— TEXTO DO EXERCÍCIO —
A China é um dos paises do mundo que mais me fascinam, pela sua cultura antiga repleta de contradições e fatos marcantes(algo me diz que nossos índios tem descendência chinesa), a grande muralha da China é um muro de sangue e lágrimas, existia uma canção de lamento chinesa da época que versava sobre a crueldade que foi sua construção: “ Se te nascer uma filha , afoga-a; se te nascer um filho, não o cries.Não vês que a grande Muralha se ergue sobre montanhas de cadáveres?”
E lá do outro do mundo, tão longe e tão perto, tão distante na geografia e tão próximo aos meus anseios, vive um dos meus maiores heróis, o estudante anônimo que parou uma fileira de tanques usando a própria pele como escudo, um único homem que usou o corpo em nome da liberdade de mais de um Bilhão de pessoas. Alguns nascem para serem mártires, outros para serem cadáveres.
Com a força das palavras e com fascínio dos meus sonhos sou capaz de me transportar no tempo num piscar de olhos, é dia 4 de junho de 1989 e estamos todos de mãos dadas no coração do império chinês, em sua capital com o nome de Pequim para nós e Beijing para eles, numa praça chamada “Praça da paz celestial” para nós ocidentais e simplesmente “Tiananmen” em mandarim, a língua da maioria dos chineses.
Nossos olhos fitam com orgulho e com gana a “Cidade Proibida”, uma cidade que fica nessa praça e foi a morada oficial de 24 imperadores das dinastias Ming e Qing, de 1420 até 1911, quando o último imperador, Puyi, foi deposto.
Somos milhões de pessoas clamando por liberdade e estamos todos, absolutamente todos de mãos dadas como se pudéssemos abraçar a praça e a todo povo chinês que sempre sofreu tanto ao longo da história com a crueldade e o autoritarismo de seus governantes, representávamos as vozes que foram caladas pela tortura e pelo medo, as vidas que se perderam lutando não só em nome de si mesmo, mas pelo bem de todos.

— TRABALHO PEDIDO —
A) Reescreva de forma mais curta o parágrafo do texto sobre a China que começa com “Nossos olhos fitam”, sem perder os fatos principais.
B) Dê continuidade ao texto sobre a China e a Praça da Paz Celestial a partir do ponto em que ele termina.

Registros de dados coletados:
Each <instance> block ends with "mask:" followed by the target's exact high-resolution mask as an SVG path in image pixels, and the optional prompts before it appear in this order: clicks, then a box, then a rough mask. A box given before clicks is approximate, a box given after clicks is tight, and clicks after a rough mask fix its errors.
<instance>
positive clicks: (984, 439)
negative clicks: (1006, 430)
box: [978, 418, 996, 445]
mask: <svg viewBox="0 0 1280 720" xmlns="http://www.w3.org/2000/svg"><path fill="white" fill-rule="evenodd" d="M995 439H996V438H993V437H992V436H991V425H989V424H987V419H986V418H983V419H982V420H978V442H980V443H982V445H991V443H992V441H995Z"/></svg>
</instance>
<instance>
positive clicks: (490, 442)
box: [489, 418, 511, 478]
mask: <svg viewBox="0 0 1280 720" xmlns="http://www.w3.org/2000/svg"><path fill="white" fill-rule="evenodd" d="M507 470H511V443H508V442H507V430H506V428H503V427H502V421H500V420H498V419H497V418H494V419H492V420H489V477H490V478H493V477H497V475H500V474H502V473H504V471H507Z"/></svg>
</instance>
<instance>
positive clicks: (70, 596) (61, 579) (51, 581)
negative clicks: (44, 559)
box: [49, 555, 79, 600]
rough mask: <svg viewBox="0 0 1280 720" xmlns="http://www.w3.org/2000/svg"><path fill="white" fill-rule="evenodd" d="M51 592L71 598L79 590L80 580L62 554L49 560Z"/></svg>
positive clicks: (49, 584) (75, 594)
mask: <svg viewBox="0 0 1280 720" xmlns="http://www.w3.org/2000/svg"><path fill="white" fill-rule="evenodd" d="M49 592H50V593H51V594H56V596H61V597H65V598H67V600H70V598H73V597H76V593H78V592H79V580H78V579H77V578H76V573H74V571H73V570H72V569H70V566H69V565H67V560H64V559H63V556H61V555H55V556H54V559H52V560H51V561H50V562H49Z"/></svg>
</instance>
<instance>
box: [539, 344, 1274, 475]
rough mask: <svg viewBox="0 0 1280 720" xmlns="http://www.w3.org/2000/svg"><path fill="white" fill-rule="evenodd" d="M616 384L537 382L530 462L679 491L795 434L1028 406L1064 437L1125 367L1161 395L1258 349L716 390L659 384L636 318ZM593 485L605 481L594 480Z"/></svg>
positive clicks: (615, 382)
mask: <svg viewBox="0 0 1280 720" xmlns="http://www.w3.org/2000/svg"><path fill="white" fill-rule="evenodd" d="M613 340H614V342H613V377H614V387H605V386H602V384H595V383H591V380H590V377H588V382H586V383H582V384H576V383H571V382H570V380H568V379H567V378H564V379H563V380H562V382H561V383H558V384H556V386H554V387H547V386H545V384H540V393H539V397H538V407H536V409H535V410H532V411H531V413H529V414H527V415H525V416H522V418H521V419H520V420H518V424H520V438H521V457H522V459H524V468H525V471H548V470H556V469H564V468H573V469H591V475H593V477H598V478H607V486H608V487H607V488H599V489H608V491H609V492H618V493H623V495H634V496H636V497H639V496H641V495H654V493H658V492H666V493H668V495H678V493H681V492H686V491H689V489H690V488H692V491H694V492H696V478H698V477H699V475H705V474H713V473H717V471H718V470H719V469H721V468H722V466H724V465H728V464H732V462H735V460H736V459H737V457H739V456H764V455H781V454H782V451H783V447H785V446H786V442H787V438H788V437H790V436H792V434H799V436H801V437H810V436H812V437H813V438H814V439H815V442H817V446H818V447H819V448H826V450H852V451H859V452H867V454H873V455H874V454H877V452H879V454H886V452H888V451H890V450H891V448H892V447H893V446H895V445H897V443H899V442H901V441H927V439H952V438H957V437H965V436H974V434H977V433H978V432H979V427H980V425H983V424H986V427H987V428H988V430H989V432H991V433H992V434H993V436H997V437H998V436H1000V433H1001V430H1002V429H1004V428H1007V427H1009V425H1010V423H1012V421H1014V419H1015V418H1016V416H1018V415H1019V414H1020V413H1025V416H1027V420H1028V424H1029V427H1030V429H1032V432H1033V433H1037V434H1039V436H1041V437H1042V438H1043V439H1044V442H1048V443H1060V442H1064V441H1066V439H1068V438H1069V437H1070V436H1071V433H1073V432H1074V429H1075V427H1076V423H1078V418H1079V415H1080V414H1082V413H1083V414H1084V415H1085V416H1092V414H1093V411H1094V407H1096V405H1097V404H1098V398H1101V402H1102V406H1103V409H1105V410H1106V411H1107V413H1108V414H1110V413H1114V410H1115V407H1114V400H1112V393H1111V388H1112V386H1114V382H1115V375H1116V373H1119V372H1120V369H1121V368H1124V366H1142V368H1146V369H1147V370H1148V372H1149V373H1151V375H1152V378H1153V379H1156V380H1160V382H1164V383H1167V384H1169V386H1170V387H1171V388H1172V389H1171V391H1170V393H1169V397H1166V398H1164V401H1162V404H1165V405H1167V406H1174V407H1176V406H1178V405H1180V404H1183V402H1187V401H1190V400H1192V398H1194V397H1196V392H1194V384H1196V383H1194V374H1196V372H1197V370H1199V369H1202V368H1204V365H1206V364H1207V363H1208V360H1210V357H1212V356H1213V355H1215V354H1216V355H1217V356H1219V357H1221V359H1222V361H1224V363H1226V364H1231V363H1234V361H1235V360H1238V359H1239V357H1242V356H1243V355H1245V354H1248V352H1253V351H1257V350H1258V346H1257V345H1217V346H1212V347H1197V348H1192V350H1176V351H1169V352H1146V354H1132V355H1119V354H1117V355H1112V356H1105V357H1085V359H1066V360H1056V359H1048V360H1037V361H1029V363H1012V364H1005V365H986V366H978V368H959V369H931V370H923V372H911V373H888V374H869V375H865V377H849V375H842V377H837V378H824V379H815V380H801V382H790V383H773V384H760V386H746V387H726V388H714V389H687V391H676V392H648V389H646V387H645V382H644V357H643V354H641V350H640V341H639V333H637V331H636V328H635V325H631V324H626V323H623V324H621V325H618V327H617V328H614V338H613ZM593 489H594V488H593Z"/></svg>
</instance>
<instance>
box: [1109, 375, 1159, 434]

— RESPOSTAS DADAS —
A) A Cidade Proibida, que fica na praça, foi a residência oficial de 24 imperadores das dinastias Ming e Qing de 1420 até 1911, quando Puyi, o último imperador, foi deposto.

B)
Numa manifestação pela liberdade ou pelo direito de exercer plenamente sua cidadania, você deixa de ser quem você realmente é para ser mais uma voz na multidão, lutar por si é muito importante, mas lutar por todos é magnífico, sempre quiseram associar as manifestações com bagunça e com anarquia, não senhores da guerra, vocês não vão calar o clamor do povo com tiros e explosões, como consumidores e contribuintes podemos ser números, mas como manifestantes somos perigosos?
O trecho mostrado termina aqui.